Costa Rica’s Ambassador Catalina Devandas Aguilar said the Council’s decision would “send a powerful message to communities around the world struggling with climate hardship that they are not alone,” while the Center for International Environmental Law (CIEL) said its passage marked a new era in rights-based climate policy.

“Today’s decision is the culmination of over 40 years of efforts to recognize the right to a safe, clean, healthy, and sustainable environment,” said Sébastien Duyck, Senior Attorney at CIEL and Campaign Manager for the Human Rights and Climate Change portfolio. “Even though the vast majority of the world recognizes this right, until this afternoon, universal recognition remained elusive.”

‘Real improvements’

Campaigners hope the new HRC resolution will anchor the work of environmental defenders squarely in the human rights framework, conferring extra legitimacy on those who are persecuted for their activism. Last year, over 200 environmental human rights defenders were murdered, making it once again the most dangerous year on record for people defending their land, livelihoods, and ecosystems.

## Record set
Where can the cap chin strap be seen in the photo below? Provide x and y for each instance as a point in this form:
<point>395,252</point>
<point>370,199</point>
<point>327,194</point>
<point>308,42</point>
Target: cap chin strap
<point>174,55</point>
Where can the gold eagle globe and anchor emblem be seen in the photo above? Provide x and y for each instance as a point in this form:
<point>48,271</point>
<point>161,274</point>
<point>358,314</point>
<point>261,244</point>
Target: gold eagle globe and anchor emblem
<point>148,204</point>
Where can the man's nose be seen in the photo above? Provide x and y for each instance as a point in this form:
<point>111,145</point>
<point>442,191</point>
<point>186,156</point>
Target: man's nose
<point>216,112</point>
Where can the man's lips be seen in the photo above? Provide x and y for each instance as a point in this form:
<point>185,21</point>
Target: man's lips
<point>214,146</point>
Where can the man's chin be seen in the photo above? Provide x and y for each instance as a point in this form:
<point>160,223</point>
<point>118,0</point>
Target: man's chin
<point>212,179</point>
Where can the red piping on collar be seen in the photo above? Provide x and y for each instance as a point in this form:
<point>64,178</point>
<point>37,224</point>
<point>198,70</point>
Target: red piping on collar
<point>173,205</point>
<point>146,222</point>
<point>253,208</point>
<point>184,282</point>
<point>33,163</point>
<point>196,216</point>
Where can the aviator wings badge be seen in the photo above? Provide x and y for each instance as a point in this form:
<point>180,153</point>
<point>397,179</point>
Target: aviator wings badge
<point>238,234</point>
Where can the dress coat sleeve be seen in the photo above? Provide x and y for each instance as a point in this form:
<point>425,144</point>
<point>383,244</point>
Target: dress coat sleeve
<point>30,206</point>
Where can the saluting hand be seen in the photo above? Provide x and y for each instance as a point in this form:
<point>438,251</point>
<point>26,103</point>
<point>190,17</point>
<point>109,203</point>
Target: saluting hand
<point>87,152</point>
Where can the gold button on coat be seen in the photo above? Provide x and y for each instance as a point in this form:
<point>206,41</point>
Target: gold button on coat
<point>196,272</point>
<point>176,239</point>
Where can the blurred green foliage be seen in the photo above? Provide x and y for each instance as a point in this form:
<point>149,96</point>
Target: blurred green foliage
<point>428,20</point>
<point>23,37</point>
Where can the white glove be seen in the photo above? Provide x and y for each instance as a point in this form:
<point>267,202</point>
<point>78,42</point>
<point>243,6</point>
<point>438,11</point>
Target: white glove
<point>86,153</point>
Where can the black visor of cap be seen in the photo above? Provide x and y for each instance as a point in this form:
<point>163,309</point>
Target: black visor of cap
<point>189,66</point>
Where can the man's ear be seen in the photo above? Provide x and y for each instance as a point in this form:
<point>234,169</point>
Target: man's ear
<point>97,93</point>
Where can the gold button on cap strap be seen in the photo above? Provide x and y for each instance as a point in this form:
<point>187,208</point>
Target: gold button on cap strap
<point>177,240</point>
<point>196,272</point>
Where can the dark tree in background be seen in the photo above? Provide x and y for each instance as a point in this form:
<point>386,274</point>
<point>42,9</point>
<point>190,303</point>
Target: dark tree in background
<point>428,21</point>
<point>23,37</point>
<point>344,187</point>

## Work request A
In the article on the Human Rights Council's environment resolution, copy word for word everything from "Campaigners hope the" down to "livelihoods, and ecosystems.".
## Work request B
Continue the article on the Human Rights Council's environment resolution from where it stops.
You won't need the records for any of this.

## Response A
Campaigners hope the new HRC resolution will anchor the work of environmental defenders squarely in the human rights framework, conferring extra legitimacy on those who are persecuted for their activism. Last year, over 200 environmental human rights defenders were murdered, making it once again the most dangerous year on record for people defending their land, livelihoods, and ecosystems.

## Response B
In a second resolution, the Council established a Special Rapporteur dedicated to monitoring human rights in the context of the climate emergency to increase accountability for rights abuses and guide governments on how to uphold their obligations to address climate change.

The HRC decision came just weeks before the crucial UN Climate Change Conference, COP 26, in Glasgow, Scotland, where campaigners called for more decisive commitments to protect nature and decarbonize global economies, reflecting the sentiment inherent in Resolution 48/13.

“We must not stop now,” said Marc Limon, Executive Director of the Universal Rights Group, a think tank focused on international human rights policy.

“Our next stop must be the recognition of this new universal right by the General Assembly. Thereafter, we need the amazing global coalition built over the last two years to keep pushing, so that this historic moment at the UN translates into real improvements in people’s lives and the environment.”